▶ _PROBLEM DETAILS_: Copy each record below without changing a single word.

▶ _RECORD EXCERPTS_:
+-------+
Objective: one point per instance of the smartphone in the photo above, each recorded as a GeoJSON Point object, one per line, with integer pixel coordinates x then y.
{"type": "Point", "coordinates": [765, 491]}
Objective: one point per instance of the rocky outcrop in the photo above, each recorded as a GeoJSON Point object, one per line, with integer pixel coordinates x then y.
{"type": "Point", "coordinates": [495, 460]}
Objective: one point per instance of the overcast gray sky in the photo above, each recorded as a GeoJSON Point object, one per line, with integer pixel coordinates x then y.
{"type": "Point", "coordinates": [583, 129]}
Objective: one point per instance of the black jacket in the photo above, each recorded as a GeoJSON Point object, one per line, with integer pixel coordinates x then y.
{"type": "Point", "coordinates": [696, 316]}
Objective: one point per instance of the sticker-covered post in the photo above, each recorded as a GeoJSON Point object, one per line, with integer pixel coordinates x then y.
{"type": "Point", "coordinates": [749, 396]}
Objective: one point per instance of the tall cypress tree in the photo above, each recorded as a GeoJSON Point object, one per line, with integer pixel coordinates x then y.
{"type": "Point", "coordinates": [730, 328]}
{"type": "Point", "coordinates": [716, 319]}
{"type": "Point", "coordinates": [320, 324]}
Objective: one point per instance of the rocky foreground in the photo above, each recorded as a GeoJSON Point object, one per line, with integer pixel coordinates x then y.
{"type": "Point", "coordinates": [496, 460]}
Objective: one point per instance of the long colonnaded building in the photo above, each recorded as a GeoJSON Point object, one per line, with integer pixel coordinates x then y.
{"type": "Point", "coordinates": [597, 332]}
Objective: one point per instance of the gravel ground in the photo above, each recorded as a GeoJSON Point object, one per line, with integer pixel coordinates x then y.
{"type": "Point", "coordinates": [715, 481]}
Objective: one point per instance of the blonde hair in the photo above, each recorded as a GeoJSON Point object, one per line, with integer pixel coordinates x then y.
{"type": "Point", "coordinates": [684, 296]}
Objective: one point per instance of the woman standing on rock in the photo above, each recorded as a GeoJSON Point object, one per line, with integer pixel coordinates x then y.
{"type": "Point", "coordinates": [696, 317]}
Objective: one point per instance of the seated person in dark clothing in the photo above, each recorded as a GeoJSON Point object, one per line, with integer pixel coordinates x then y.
+-------+
▶ _ANSWER AREA_:
Objective: one point per instance of the smartphone in the photo above, each recorded as a GeoJSON Point object, one per line, with integer pixel coordinates x then y.
{"type": "Point", "coordinates": [765, 491]}
Objective: one point per instance of the rocky outcrop in the photo above, each recorded as a GeoJSON Point object, one per line, with integer pixel coordinates x then y.
{"type": "Point", "coordinates": [495, 460]}
Objective: one point per instance of the overcast gray sky in the photo above, each recorded as a GeoJSON Point object, one per line, with integer pixel coordinates x then y.
{"type": "Point", "coordinates": [583, 129]}
Objective: one point per instance of the black jacket in the photo above, each recorded as a GeoJSON Point object, one per line, with integer pixel coordinates x then y.
{"type": "Point", "coordinates": [696, 316]}
Objective: one point per instance of the sticker-covered post in the photo above, each recorded as a GeoJSON Point object, one per line, with integer pixel coordinates x then y.
{"type": "Point", "coordinates": [749, 396]}
Objective: one point per instance of the tall cypress tree in the photo above, each recorded as a GeoJSON Point object, one per line, with integer pixel coordinates x then y.
{"type": "Point", "coordinates": [730, 328]}
{"type": "Point", "coordinates": [716, 319]}
{"type": "Point", "coordinates": [320, 324]}
Objective: one point per instance of the rocky foreground in the photo above, each recorded as a GeoJSON Point object, one per line, with integer pixel coordinates x then y.
{"type": "Point", "coordinates": [496, 460]}
Objective: one point per instance of the long colonnaded building in the photo above, each recorded as a GeoJSON Point object, one per line, with integer pixel coordinates x then y.
{"type": "Point", "coordinates": [597, 332]}
Objective: one point per instance of the gravel ground in the photo above, each recorded as a GeoJSON Point object, one per line, with integer pixel coordinates x then y.
{"type": "Point", "coordinates": [715, 481]}
Objective: one point per instance of the blonde hair in the photo above, each recorded as a GeoJSON Point object, one per line, with integer pixel coordinates x then y.
{"type": "Point", "coordinates": [684, 296]}
Objective: one point per instance of the woman standing on rock in the photo above, each recorded as a GeoJSON Point object, one per line, with integer pixel coordinates x then y.
{"type": "Point", "coordinates": [696, 317]}
Objective: one point per instance of the seated person in dark clothing in the photo above, each recorded as a GeoJSON Point object, one per line, with integer pixel coordinates x then y.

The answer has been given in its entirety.